*** Information provided

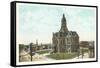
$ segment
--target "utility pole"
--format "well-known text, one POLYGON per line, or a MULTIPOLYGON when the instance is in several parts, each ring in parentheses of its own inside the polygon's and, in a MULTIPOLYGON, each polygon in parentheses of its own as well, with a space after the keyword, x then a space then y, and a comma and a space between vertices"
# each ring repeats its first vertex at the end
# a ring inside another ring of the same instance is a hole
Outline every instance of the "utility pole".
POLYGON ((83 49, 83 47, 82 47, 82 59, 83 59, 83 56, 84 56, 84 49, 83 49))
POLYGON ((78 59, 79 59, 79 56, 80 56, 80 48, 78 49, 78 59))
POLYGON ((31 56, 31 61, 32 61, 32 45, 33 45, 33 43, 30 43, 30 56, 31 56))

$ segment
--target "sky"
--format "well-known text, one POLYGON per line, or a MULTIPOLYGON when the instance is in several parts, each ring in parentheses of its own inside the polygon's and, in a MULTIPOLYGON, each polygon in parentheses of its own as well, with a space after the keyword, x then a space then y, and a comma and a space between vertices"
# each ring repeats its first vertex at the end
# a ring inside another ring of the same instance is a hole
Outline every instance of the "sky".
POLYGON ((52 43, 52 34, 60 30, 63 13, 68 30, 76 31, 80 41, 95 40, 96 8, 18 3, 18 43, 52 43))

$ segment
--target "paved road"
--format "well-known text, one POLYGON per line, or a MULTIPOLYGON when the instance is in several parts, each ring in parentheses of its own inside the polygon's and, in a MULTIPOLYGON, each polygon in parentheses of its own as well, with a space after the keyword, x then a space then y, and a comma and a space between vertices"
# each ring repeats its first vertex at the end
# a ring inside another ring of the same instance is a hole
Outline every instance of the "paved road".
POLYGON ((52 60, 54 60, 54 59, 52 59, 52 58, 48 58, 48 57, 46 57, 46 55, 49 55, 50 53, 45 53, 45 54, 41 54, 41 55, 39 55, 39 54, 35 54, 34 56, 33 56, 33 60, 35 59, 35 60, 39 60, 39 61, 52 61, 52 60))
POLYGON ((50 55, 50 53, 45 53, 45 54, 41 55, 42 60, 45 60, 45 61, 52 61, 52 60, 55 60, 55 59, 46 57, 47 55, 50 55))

******

#### Instructions for the task
Every line above should be copied exactly, apart from any pictures.

#### Expected answer
$ segment
--target "utility pole"
--format "well-known text, one POLYGON per line, or a MULTIPOLYGON when the instance is in several parts, each ring in parentheses of its own inside the polygon's and, in a MULTIPOLYGON, each polygon in parentheses of its own as well, with a space after the keyword, x then a space then y, and a comma and a space between vertices"
# each ring repeats its first vertex at the end
# a ring inside another ring of the same instance is a hole
Outline every instance of the "utility pole".
POLYGON ((83 49, 83 47, 82 47, 82 59, 83 59, 83 56, 84 56, 84 49, 83 49))
POLYGON ((78 59, 79 59, 79 56, 80 56, 80 48, 78 49, 78 59))
POLYGON ((31 56, 31 61, 32 61, 32 45, 33 45, 33 43, 30 43, 30 56, 31 56))

$ segment
--target "sky"
--format "well-known text, one POLYGON per line, or a MULTIPOLYGON when the instance is in several parts, each ring in parentheses of its own inside the polygon's and, in a MULTIPOLYGON, each polygon in parentheses of its own as well, with a space after the keyword, x then a space then y, and a comma and a space between vertices"
# each ring repeats its first vertex at the end
# a ring inside another ring of the same instance is a hole
Outline every instance of the "sky".
POLYGON ((52 43, 52 34, 60 30, 63 13, 68 30, 76 31, 80 41, 95 40, 96 8, 18 3, 18 43, 52 43))

$ segment
--target "paved road"
--format "well-known text, one POLYGON per line, or a MULTIPOLYGON when the instance is in several parts, each ring in parentheses of its own inside the polygon's and, in a MULTIPOLYGON, each polygon in parentheses of its own as well, with a space after the keyword, x then a space then y, and a comma and a space between vertices"
# each ring repeats its first vertex at the end
# a ring inside another ring of the same instance is a hole
Outline every instance of the "paved road".
POLYGON ((52 60, 54 60, 54 59, 52 59, 52 58, 48 58, 48 57, 46 57, 46 55, 49 55, 50 53, 45 53, 45 54, 41 54, 41 55, 39 55, 39 54, 35 54, 34 56, 33 56, 33 60, 35 59, 35 60, 39 60, 39 61, 52 61, 52 60))
POLYGON ((50 55, 50 53, 45 53, 45 54, 41 55, 42 60, 45 60, 45 61, 52 61, 52 60, 55 60, 55 59, 46 57, 47 55, 50 55))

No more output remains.